-- start Available records --

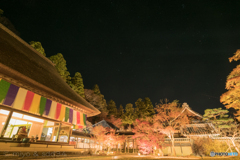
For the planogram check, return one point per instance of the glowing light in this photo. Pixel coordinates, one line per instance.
(18, 115)
(4, 112)
(33, 119)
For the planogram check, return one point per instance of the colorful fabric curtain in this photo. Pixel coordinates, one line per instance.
(28, 100)
(62, 113)
(53, 109)
(58, 110)
(20, 98)
(11, 95)
(70, 115)
(34, 108)
(4, 86)
(66, 114)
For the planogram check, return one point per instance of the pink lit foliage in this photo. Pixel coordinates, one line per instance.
(169, 119)
(115, 121)
(147, 138)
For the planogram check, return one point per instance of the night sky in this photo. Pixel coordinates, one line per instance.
(136, 49)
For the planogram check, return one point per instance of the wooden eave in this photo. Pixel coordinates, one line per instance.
(14, 52)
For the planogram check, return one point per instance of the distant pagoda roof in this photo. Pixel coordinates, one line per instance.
(105, 124)
(202, 129)
(22, 65)
(186, 108)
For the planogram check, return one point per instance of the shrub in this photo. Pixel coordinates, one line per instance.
(203, 146)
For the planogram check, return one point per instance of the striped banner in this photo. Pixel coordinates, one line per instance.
(74, 117)
(81, 119)
(78, 118)
(23, 99)
(28, 100)
(62, 113)
(70, 115)
(34, 108)
(11, 95)
(85, 119)
(66, 114)
(58, 110)
(4, 86)
(42, 105)
(53, 108)
(47, 107)
(20, 98)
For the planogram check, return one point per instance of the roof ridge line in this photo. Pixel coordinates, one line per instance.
(25, 43)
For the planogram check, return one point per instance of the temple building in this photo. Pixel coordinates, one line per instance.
(33, 96)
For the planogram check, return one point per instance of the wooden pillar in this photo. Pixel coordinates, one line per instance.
(60, 124)
(6, 123)
(133, 145)
(128, 145)
(70, 133)
(181, 148)
(125, 145)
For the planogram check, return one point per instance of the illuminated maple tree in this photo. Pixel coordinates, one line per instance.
(147, 138)
(168, 119)
(231, 98)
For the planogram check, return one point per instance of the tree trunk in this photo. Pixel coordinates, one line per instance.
(235, 145)
(173, 148)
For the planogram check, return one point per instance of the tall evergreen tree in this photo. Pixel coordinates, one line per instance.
(76, 83)
(61, 66)
(96, 89)
(112, 108)
(38, 47)
(129, 115)
(7, 23)
(231, 98)
(1, 12)
(95, 98)
(144, 108)
(120, 112)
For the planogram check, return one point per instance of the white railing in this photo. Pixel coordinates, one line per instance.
(178, 139)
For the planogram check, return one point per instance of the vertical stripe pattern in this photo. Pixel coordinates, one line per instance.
(11, 95)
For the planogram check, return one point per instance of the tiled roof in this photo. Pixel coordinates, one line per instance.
(198, 129)
(105, 124)
(20, 62)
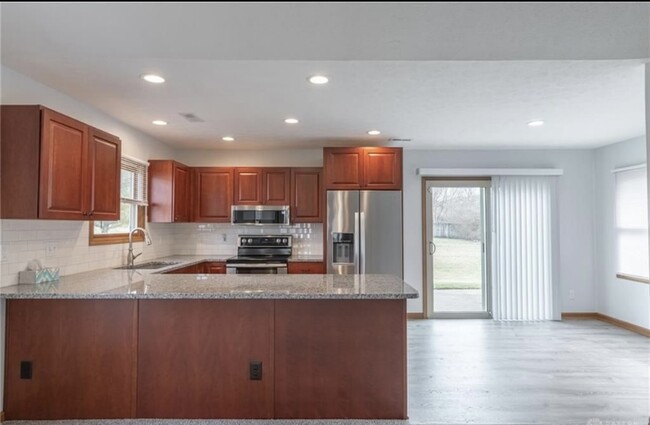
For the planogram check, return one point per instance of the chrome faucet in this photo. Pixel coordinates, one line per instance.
(131, 257)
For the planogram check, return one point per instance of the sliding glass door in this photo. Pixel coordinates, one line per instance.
(456, 248)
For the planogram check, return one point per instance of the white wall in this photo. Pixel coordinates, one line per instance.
(22, 240)
(619, 298)
(252, 158)
(18, 89)
(575, 201)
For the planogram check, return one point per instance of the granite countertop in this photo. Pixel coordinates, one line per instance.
(151, 284)
(306, 259)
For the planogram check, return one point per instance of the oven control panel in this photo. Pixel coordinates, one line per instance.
(281, 241)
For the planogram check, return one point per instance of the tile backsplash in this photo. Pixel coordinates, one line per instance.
(64, 244)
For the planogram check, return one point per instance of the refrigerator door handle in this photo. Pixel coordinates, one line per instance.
(357, 256)
(362, 243)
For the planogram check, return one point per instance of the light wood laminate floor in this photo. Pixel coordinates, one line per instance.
(487, 372)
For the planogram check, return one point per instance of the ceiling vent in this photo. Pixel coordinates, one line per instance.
(191, 117)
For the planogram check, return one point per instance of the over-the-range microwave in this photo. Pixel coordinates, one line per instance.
(260, 214)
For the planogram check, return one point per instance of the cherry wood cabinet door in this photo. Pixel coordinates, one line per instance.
(307, 196)
(194, 359)
(105, 167)
(306, 268)
(277, 186)
(182, 208)
(63, 192)
(213, 194)
(248, 186)
(214, 267)
(343, 168)
(382, 168)
(329, 365)
(83, 355)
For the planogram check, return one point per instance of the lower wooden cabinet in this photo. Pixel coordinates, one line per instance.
(214, 267)
(207, 267)
(194, 358)
(82, 355)
(306, 268)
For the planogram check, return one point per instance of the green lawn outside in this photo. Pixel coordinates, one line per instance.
(457, 264)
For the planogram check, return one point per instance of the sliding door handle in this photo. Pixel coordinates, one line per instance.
(432, 248)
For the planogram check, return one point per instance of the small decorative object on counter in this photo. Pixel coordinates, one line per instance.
(36, 273)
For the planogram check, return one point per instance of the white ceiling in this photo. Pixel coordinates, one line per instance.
(243, 68)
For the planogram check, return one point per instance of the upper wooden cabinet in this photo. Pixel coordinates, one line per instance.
(343, 168)
(262, 186)
(382, 168)
(105, 169)
(248, 186)
(213, 194)
(55, 167)
(363, 168)
(307, 195)
(169, 192)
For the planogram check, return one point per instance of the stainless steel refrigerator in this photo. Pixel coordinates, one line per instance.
(364, 232)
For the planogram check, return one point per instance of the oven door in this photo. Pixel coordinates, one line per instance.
(256, 268)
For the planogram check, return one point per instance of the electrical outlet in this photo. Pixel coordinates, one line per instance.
(25, 369)
(50, 250)
(255, 370)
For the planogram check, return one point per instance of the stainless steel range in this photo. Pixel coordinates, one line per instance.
(256, 254)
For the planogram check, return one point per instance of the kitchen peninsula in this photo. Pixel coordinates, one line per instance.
(132, 344)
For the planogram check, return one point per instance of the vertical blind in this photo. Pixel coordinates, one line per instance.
(523, 272)
(632, 222)
(134, 181)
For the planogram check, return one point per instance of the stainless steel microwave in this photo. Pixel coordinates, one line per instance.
(260, 214)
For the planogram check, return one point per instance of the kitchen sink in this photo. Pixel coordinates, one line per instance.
(150, 265)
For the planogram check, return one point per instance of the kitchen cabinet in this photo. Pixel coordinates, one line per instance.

-- end Available records --

Rewrite all of the data above as a numbered list with one entry per line. Skip any blank lines and leave out the pictures.

1. For the planogram check, return one point per instance of the glowing light in this photo. Pixel coordinates, one line per instance.
2. (18, 115)
3. (4, 112)
4. (33, 119)
5. For the planogram check, return one point per instance of the colorful fabric curtain in this photo. Pixel coordinates, one line per instance.
6. (28, 100)
7. (62, 113)
8. (53, 109)
9. (58, 110)
10. (20, 98)
11. (11, 95)
12. (70, 115)
13. (34, 108)
14. (4, 86)
15. (66, 114)
16. For the planogram check, return one point per instance of the pink lit foliage in this photo. Pixel coordinates, one line per instance.
17. (169, 119)
18. (115, 121)
19. (147, 138)
20. For the planogram check, return one point per instance of the night sky in this photo. Pixel coordinates, one line per instance.
21. (136, 49)
22. For the planogram check, return one point per instance of the wooden eave in this photo. Pixel coordinates, one line per instance.
23. (14, 52)
24. For the planogram check, return one point per instance of the distant pagoda roof in this photo. Pixel coordinates, one line per instance.
25. (105, 124)
26. (202, 129)
27. (22, 65)
28. (186, 108)
29. For the planogram check, return one point per instance of the shrub in this photo. Pixel coordinates, one line per instance.
30. (203, 146)
31. For the planogram check, return one point per instance of the striped banner in this photo. Pixel coordinates, one line per instance.
32. (74, 117)
33. (81, 119)
34. (78, 118)
35. (23, 99)
36. (28, 100)
37. (62, 113)
38. (70, 115)
39. (34, 108)
40. (11, 95)
41. (85, 119)
42. (66, 114)
43. (58, 110)
44. (4, 86)
45. (42, 105)
46. (53, 108)
47. (47, 107)
48. (20, 98)
49. For the planogram check, return one point per instance of the roof ridge line in this photo. Pixel coordinates, one line per instance.
50. (25, 43)
51. For the planogram check, return one point per instance of the temple building in this photo. Pixel coordinates, one line per instance.
52. (33, 96)
53. For the planogram check, return one point per instance of the wooden pillar in this photo. Pixel coordinates, one line per instance.
54. (60, 124)
55. (6, 123)
56. (133, 145)
57. (128, 145)
58. (70, 133)
59. (181, 148)
60. (125, 145)
61. For the planogram check, return one point per instance of the illuminated maple tree in this photo. Pixel coordinates, one line per instance.
62. (147, 138)
63. (168, 119)
64. (231, 98)
65. For the planogram check, return one point per instance of the tree trunk in this photo. Pixel coordinates, one line per instance.
66. (235, 145)
67. (173, 148)
68. For the planogram check, return one point per instance of the tall evergreen tree in this photo. Pixel coordinates, one line per instance.
69. (76, 83)
70. (61, 66)
71. (96, 89)
72. (112, 108)
73. (38, 47)
74. (129, 115)
75. (7, 23)
76. (231, 98)
77. (1, 12)
78. (95, 98)
79. (144, 108)
80. (120, 112)
81. For the planogram check, return one point per instance of the white railing in this photo. Pixel coordinates, one line per instance.
82. (178, 139)
83. For the planogram check, return one point per instance of the vertical stripe pattern in this photo. Pixel coordinates, one line per instance.
84. (11, 95)
85. For the planogram check, return one point per instance of the tiled roof in this photo. Pixel coordinates, one line per instance.
86. (198, 129)
87. (105, 124)
88. (20, 62)
89. For the planogram check, return one point per instance of the chrome faucet in this photo. Pixel coordinates, one line per instance.
90. (131, 257)
91. For the planogram check, return one point per instance of the sliding glass door in this photo. Pixel coordinates, one line per instance.
92. (456, 248)
93. For the planogram check, return one point per instance of the white wall in this photo. Pixel coordinates, one line per instance.
94. (22, 240)
95. (619, 298)
96. (252, 158)
97. (18, 89)
98. (575, 201)
99. For the planogram check, return one point per instance of the granite countertop in this photo. Pixel coordinates, one line per instance.
100. (151, 284)
101. (306, 259)
102. For the planogram check, return one point per instance of the oven control panel in this photo. Pixel coordinates, one line per instance.
103. (281, 241)
104. For the planogram check, return one point per instance of the tile backsplash in this photo. Pixel coordinates, one line per instance.
105. (64, 244)
106. For the planogram check, return one point per instance of the refrigerator door handle in this photo. Pixel coordinates, one line per instance.
107. (357, 256)
108. (362, 243)
109. For the planogram check, return one point per instance of the light wood laminate floor in this photo. Pixel coordinates, one line per instance.
110. (487, 372)
111. For the planogram check, return one point per instance of the ceiling vent in this photo. Pixel coordinates, one line per instance.
112. (191, 117)
113. For the planogram check, return one point per instance of the over-the-range microwave in this photo. Pixel coordinates, one line per instance.
114. (260, 214)
115. For the planogram check, return one point per instance of the cherry wood cabinet door in this photo. Pixel coordinates, one line per instance.
116. (307, 196)
117. (194, 359)
118. (105, 167)
119. (306, 268)
120. (277, 186)
121. (182, 208)
122. (63, 192)
123. (213, 194)
124. (248, 186)
125. (214, 267)
126. (343, 168)
127. (382, 168)
128. (329, 365)
129. (83, 355)
130. For the planogram check, return one point per instance of the lower wooden cabinet in this photo. Pixel coordinates, one line per instance.
131. (214, 267)
132. (207, 267)
133. (194, 358)
134. (82, 355)
135. (306, 268)
136. For the planogram check, return one point per instance of the green lawn outside in this photo. Pixel coordinates, one line per instance.
137. (457, 264)
138. For the planogram check, return one point per instance of the sliding door handle in this photo. Pixel coordinates, one line per instance.
139. (432, 248)
140. For the planogram check, return one point per instance of the small decorative object on counter in this photo. Pixel coordinates, one line per instance.
141. (36, 273)
142. For the planogram check, return one point per instance of the white ceiling in this photo. Pixel coordinates, one line per instance.
143. (243, 68)
144. For the planogram check, return one point per instance of the upper wooden cabinet in this photo. Pixel coordinates, one line per instance.
145. (343, 168)
146. (262, 186)
147. (382, 168)
148. (105, 169)
149. (248, 186)
150. (213, 194)
151. (55, 167)
152. (363, 168)
153. (307, 195)
154. (169, 192)
155. For the planogram check, return one point per instance of the stainless steel refrigerator in this photo. Pixel coordinates, one line per instance.
156. (364, 232)
157. For the planogram check, return one point per instance of the oven door in this photo. Pixel coordinates, one line per instance.
158. (256, 268)
159. For the planogram check, return one point per instance of the electrical outlet in this photo. Pixel coordinates, one line per instance.
160. (25, 369)
161. (50, 250)
162. (255, 370)
163. For the planogram check, return one point per instance of the stainless steel range in this photo. Pixel coordinates, one line per instance.
164. (256, 254)
165. For the planogram check, return one point per instance of the kitchen peninsula in this photo. Pixel coordinates, one line per instance.
166. (132, 344)
167. For the planogram check, return one point per instance of the vertical blind in this photo. Pixel coordinates, one line per instance.
168. (523, 272)
169. (632, 222)
170. (134, 181)
171. For the planogram check, return one point per instance of the stainless steel microwave in this photo. Pixel coordinates, one line per instance.
172. (260, 214)
173. For the planogram check, return one point per instance of the kitchen sink in this photo. Pixel coordinates, one line per instance.
174. (150, 265)
175. For the planogram check, return one point per instance of the kitchen cabinet in this photo. Pixel coordinates, one line per instance.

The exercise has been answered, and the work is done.